## [Input rows]
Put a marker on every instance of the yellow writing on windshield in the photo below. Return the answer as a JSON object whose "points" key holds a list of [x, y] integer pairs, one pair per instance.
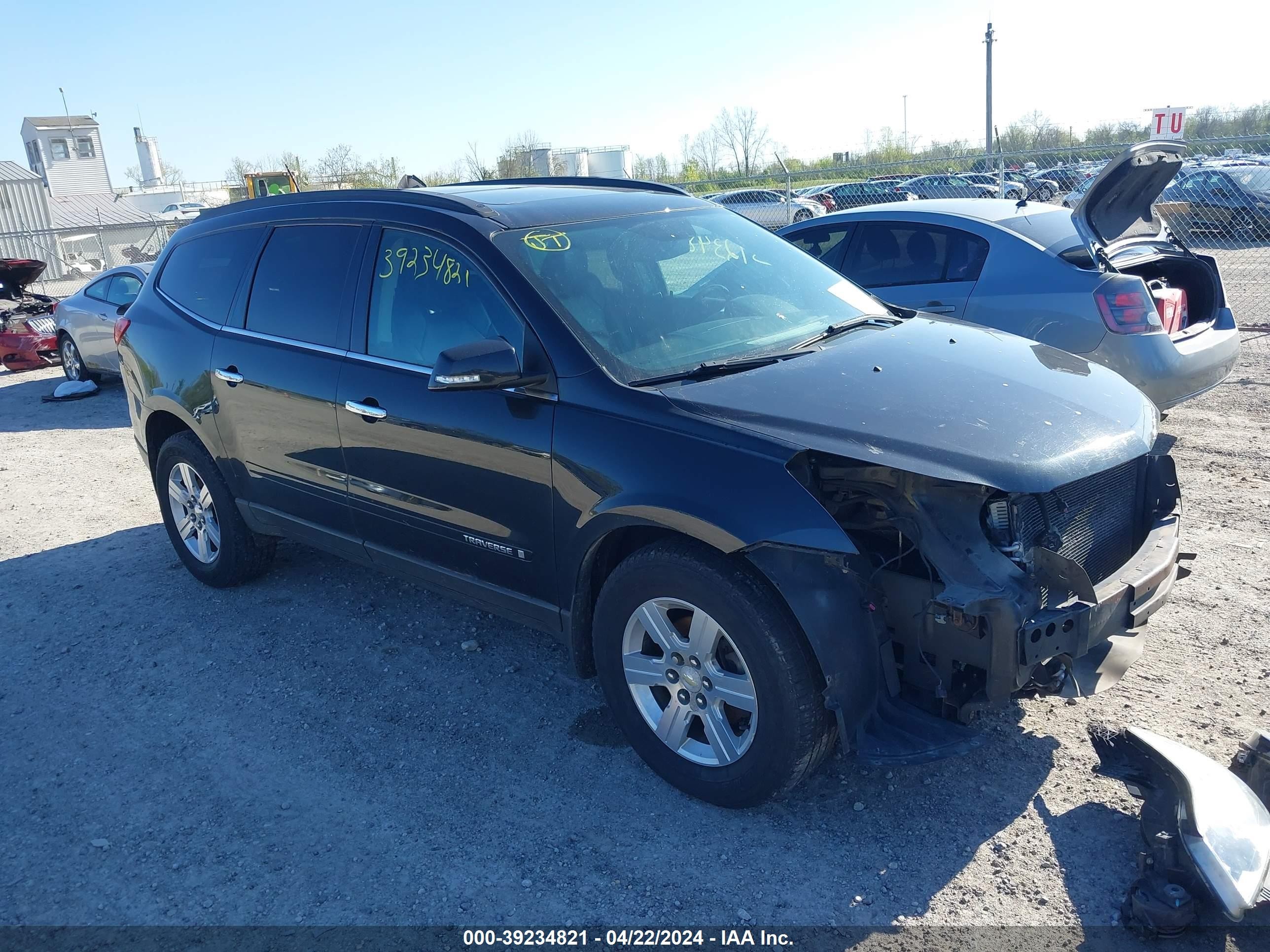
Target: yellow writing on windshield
{"points": [[544, 240]]}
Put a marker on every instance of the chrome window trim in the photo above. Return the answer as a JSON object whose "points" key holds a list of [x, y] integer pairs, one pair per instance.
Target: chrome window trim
{"points": [[390, 362], [421, 369], [186, 311], [290, 342]]}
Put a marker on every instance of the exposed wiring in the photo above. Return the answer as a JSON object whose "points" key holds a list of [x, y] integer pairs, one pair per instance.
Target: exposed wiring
{"points": [[939, 682]]}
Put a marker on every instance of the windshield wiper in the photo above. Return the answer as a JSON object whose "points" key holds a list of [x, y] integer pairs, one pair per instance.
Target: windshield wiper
{"points": [[878, 320], [718, 369]]}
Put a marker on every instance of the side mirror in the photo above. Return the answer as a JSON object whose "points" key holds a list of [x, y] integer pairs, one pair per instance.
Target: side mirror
{"points": [[481, 365]]}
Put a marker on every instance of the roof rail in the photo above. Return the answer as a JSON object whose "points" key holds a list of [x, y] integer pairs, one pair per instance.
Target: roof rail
{"points": [[420, 196], [585, 181]]}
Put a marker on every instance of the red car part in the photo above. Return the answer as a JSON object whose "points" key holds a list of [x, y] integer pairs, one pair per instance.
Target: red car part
{"points": [[28, 351]]}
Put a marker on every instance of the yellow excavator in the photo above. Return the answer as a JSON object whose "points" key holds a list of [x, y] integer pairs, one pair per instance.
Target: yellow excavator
{"points": [[270, 183]]}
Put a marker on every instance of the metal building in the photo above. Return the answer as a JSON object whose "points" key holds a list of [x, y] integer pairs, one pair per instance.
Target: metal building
{"points": [[26, 220], [67, 153]]}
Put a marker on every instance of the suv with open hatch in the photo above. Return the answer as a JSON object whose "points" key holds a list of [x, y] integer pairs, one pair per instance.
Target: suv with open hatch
{"points": [[766, 508]]}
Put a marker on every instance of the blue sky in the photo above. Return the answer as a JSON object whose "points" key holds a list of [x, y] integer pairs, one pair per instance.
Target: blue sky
{"points": [[422, 80]]}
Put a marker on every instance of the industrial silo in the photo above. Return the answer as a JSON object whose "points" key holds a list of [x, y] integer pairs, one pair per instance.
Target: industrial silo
{"points": [[610, 163], [573, 162]]}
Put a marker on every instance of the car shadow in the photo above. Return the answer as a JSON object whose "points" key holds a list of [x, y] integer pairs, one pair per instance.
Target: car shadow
{"points": [[23, 411], [340, 716]]}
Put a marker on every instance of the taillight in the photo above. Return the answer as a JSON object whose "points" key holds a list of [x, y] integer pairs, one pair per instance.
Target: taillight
{"points": [[1127, 305]]}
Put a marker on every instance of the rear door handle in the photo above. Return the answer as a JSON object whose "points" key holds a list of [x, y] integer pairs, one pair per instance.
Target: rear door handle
{"points": [[375, 413]]}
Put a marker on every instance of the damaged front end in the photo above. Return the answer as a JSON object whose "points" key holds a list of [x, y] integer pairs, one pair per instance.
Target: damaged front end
{"points": [[1207, 833], [977, 594], [28, 336]]}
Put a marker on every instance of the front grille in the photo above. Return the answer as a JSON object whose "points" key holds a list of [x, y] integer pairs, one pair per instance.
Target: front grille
{"points": [[1094, 521]]}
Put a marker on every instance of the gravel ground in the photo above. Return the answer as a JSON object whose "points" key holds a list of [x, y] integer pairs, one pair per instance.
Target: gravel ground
{"points": [[318, 748]]}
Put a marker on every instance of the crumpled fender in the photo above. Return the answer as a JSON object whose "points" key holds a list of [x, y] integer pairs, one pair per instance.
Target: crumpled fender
{"points": [[21, 351]]}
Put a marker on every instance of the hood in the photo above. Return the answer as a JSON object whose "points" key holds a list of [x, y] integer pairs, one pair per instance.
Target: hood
{"points": [[1123, 193], [17, 273], [991, 409]]}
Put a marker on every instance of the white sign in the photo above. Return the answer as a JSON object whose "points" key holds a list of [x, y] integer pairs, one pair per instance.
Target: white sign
{"points": [[1167, 122]]}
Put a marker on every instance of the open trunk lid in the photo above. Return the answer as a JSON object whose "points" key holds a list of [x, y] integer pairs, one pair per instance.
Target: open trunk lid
{"points": [[1122, 195]]}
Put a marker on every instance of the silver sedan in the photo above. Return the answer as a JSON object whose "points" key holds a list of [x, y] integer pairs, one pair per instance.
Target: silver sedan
{"points": [[1085, 280], [85, 322]]}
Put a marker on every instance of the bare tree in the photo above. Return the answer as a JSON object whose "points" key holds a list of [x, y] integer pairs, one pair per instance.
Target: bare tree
{"points": [[516, 160], [340, 164], [705, 151], [741, 135], [238, 170], [477, 169], [445, 177], [298, 167]]}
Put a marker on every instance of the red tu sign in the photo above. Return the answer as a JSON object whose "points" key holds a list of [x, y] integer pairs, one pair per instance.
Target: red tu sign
{"points": [[1167, 122]]}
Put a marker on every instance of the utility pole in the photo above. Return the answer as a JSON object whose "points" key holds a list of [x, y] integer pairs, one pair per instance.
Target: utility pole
{"points": [[987, 136]]}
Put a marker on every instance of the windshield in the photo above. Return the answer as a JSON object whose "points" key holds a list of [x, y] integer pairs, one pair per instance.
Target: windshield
{"points": [[660, 294]]}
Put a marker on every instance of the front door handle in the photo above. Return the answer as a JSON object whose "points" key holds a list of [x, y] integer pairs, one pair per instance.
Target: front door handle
{"points": [[374, 413]]}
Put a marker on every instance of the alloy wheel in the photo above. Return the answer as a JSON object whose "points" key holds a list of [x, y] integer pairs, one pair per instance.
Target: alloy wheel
{"points": [[690, 682], [193, 513], [71, 364]]}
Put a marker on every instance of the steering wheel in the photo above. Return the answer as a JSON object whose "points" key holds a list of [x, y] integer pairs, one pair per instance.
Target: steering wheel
{"points": [[724, 299]]}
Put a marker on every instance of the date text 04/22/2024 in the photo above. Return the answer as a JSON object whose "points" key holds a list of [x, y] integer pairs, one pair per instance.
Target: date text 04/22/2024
{"points": [[627, 938]]}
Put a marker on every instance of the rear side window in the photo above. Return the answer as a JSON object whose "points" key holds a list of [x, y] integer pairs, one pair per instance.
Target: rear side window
{"points": [[427, 296], [124, 290], [299, 283], [822, 240], [891, 254], [204, 273], [98, 290]]}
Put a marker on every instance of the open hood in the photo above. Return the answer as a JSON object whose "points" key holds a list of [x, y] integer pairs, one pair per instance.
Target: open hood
{"points": [[17, 273], [1123, 193]]}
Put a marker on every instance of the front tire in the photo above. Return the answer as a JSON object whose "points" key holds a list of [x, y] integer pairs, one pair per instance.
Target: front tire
{"points": [[73, 365], [709, 676], [204, 523]]}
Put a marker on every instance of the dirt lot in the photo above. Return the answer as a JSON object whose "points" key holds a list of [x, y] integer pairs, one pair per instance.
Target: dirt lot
{"points": [[317, 748]]}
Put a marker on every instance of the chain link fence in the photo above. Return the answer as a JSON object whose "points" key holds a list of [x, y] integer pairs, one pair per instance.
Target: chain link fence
{"points": [[1218, 204], [74, 257]]}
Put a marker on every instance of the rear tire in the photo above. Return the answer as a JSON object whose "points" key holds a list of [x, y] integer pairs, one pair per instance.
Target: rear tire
{"points": [[777, 732], [202, 521]]}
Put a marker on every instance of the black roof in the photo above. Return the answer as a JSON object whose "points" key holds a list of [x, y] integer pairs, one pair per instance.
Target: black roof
{"points": [[513, 204]]}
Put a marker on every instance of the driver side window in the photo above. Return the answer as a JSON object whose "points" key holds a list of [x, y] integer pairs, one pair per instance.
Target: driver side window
{"points": [[427, 296]]}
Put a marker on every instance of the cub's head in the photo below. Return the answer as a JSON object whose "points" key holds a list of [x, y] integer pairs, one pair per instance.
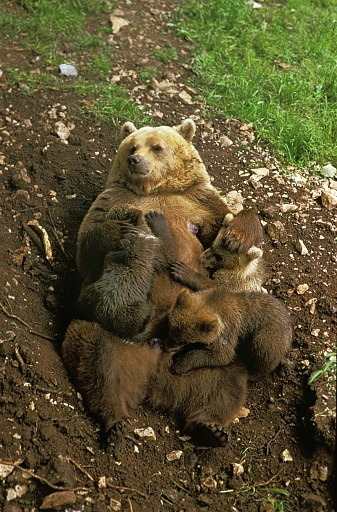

## [What to produce]
Render every line from the one containing "Put a marker on every instance of the driver" through the end of the material as a JSON list of strings, one string per line. Omit blank lines and leave out the pictures.

## [Response]
[
  "Put a marker on every instance of the driver side window in the photo above. Return the answer as a JSON object whose \"points\" key holds a list of [x, y] integer pairs, one pair per instance.",
  "Target: driver side window",
  "{\"points\": [[427, 296]]}",
  "Put a marker on every instance of the cub's head in the photo below. Return the answer as a JSON object whose \"points\" key holds a list of [x, y] integer pairs, one pair per instance."
]